Would you print every entry below exactly as written, omitting the images?

Stored items:
------------------------------------------------------------------------

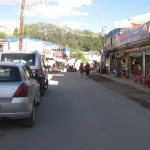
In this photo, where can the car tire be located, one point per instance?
(29, 122)
(37, 103)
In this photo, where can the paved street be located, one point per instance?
(80, 114)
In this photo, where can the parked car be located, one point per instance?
(34, 60)
(19, 92)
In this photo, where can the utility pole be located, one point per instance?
(21, 32)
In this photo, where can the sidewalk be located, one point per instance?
(129, 82)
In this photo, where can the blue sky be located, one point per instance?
(73, 14)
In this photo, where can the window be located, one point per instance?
(28, 72)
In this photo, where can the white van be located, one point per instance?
(34, 60)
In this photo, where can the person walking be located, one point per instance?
(81, 69)
(87, 69)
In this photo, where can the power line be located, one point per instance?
(134, 12)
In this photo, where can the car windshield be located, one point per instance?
(9, 74)
(28, 59)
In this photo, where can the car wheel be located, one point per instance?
(29, 122)
(38, 99)
(46, 85)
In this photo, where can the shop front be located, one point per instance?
(135, 62)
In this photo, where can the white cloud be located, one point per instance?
(61, 8)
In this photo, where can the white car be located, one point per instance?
(19, 92)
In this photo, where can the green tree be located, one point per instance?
(3, 35)
(26, 31)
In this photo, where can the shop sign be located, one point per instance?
(118, 54)
(136, 34)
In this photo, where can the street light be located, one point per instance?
(102, 32)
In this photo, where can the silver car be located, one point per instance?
(19, 92)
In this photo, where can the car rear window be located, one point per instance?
(9, 74)
(28, 59)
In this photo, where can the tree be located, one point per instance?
(3, 35)
(26, 31)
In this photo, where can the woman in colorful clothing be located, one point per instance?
(81, 69)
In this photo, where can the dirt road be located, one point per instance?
(140, 97)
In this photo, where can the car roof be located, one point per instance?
(8, 63)
(21, 52)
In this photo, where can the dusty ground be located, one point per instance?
(140, 97)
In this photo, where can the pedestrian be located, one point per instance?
(81, 69)
(87, 69)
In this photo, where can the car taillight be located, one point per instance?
(37, 71)
(22, 90)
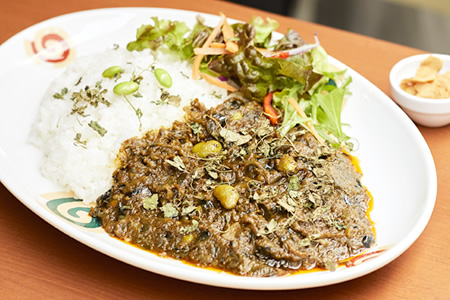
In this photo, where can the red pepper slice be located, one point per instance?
(281, 54)
(269, 110)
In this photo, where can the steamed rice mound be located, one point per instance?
(76, 156)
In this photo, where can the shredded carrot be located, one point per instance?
(217, 45)
(198, 59)
(210, 51)
(302, 114)
(215, 81)
(228, 36)
(264, 50)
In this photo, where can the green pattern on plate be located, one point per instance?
(76, 207)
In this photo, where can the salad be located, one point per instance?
(291, 78)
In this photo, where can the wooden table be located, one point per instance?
(38, 261)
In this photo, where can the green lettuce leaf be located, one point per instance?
(263, 29)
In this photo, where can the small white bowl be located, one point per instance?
(423, 111)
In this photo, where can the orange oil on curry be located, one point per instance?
(355, 162)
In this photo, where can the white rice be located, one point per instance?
(86, 171)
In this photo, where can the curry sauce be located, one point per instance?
(293, 203)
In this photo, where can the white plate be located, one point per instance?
(398, 167)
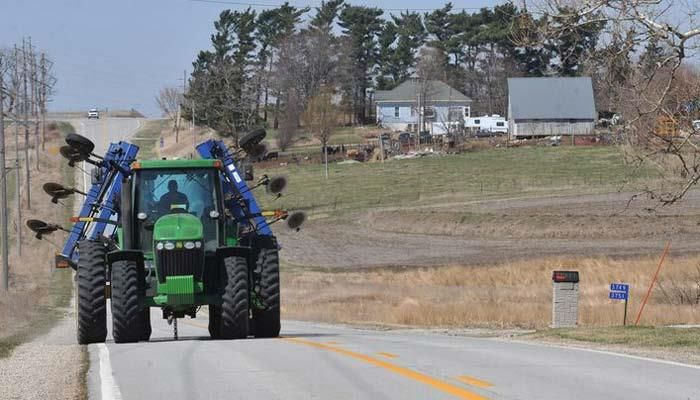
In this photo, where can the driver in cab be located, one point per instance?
(173, 199)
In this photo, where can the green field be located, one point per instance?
(494, 173)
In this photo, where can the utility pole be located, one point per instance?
(18, 177)
(34, 100)
(3, 185)
(26, 123)
(43, 92)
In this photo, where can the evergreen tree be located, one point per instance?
(361, 25)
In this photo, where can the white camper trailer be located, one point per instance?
(494, 123)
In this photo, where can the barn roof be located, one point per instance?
(551, 98)
(407, 92)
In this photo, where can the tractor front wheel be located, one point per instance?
(91, 313)
(127, 316)
(234, 307)
(266, 321)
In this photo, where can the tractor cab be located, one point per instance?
(178, 204)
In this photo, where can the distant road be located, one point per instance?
(105, 130)
(314, 361)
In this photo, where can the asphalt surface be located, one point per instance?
(314, 361)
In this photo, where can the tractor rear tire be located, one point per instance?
(91, 313)
(127, 316)
(214, 321)
(146, 324)
(266, 323)
(234, 308)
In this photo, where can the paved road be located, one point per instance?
(313, 361)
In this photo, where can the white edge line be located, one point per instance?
(606, 352)
(109, 388)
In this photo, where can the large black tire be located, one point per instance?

------------------------------------------------------------------------

** ANSWER **
In this photo, where can the car tire be located, one point per instance?
(29, 122)
(37, 103)
In this photo, where can the paved street be located, one point per instance?
(80, 114)
In this photo, where can the parked car be located, one point per instance?
(34, 60)
(19, 92)
In this photo, where can the utility pole be located, one point per instance?
(21, 32)
In this photo, where can the sidewalk be located, one point per instance?
(129, 82)
In this photo, where can the blue sky be located, one point per instance?
(73, 14)
In this photo, where can the window be located, one point per instance?
(28, 72)
In this photo, where can the white van be located, one point per instance?
(34, 60)
In this photo, where can the person walking be located, one point per instance?
(81, 69)
(87, 69)
In this photo, where can the power line be located, one point per instance?
(134, 12)
In this photo, where can the car windshield be located, one point per instance?
(9, 74)
(28, 59)
In this photo, where can the car wheel be located, one point per instance?
(29, 122)
(38, 99)
(46, 85)
In this photo, where can the shop front be located, one point per instance?
(135, 62)
In this photo, where can the white cloud be located, one point per instance?
(61, 8)
In this photo, where can the white car be located, one point per instance?
(19, 92)
In this photo, where can the green tree be located, one point per instance?
(3, 35)
(26, 31)
In this photo, where can the shop sign be located, one point per instance?
(118, 54)
(136, 34)
In this photo, where can the street light be located, one point per instance?
(102, 32)
In this photo, where can the silver car be located, one point per instance?
(19, 92)
In this photo, where can the car rear window be located, one point per instance?
(9, 74)
(28, 59)
In this photo, where can the tree be located, one point per instance?
(3, 35)
(26, 31)
In this photo, where can the woman in colorful clothing be located, one point per instance?
(81, 69)
In this photo, where can the dirt road be located, one point per instance?
(140, 97)
In this photo, where can the car roof be located, one point per instance?
(8, 63)
(21, 52)
In this photo, where can the dusty ground be located, one point per instance?
(140, 97)
In this photo, where can the pedestrian be located, one point per instance?
(81, 69)
(87, 69)
In this photo, where can the car taillight be located, one point per instance?
(37, 71)
(22, 90)
In this photo, where can the red pepper slice be located, one point per instance?
(281, 54)
(269, 110)
In this photo, where can the steamed rice mound be located, one point per instance?
(76, 156)
In this photo, where can the shredded carrot be located, one point per instance?
(217, 45)
(198, 59)
(210, 51)
(302, 114)
(215, 81)
(228, 36)
(264, 50)
In this photo, where can the green pattern on plate be located, one point per instance?
(76, 207)
In this photo, where can the salad be located, one point per instance?
(291, 78)
In this photo, where can the wooden table be located, one point per instance?
(38, 261)
In this photo, where can the green lettuce leaf be located, one point per instance?
(263, 29)
In this photo, where can the small white bowl be located, one point per instance?
(423, 111)
In this photo, where can the orange oil on curry be located, one point per instance?
(355, 162)
In this photo, where can the white rice be located, one point per instance?
(86, 171)
In this photo, where can the curry sauce be located, one point per instance?
(293, 203)
In this photo, where can the white plate be located, one point per instance?
(398, 167)
In this photo, where can the driver in cab be located, one point per instance?
(173, 199)
In this photo, where can the green field be located, one point per instance?
(494, 173)
In this photo, where can the utility pole be located, one point per instance?
(18, 177)
(34, 100)
(3, 185)
(26, 123)
(43, 92)
In this photo, where can the evergreen tree be located, one point per instance?
(361, 25)
In this photo, where can the white camper trailer be located, one point per instance?
(494, 123)
In this photo, where can the barn roof be located, one point per instance?
(551, 98)
(407, 92)
In this photo, where can the tractor front wheel be located, one point per instance?
(91, 313)
(127, 316)
(234, 307)
(266, 321)
In this photo, where can the tractor cab be located, one point per instance?
(178, 204)
In this photo, where can the distant road be located, one point per instance?
(105, 130)
(314, 361)
In this photo, where can the asphalt surface be located, one point per instance?
(314, 361)
In this photo, where can the tractor rear tire be located, one point per instance?
(91, 313)
(127, 316)
(214, 321)
(146, 324)
(266, 323)
(234, 308)
In this photo, where can the paved road be located, one point per instance?
(313, 361)
In this photo, where can the white edge line be located, one point per instance?
(606, 352)
(109, 388)
In this photo, where can the large black tire be located, one point per instance?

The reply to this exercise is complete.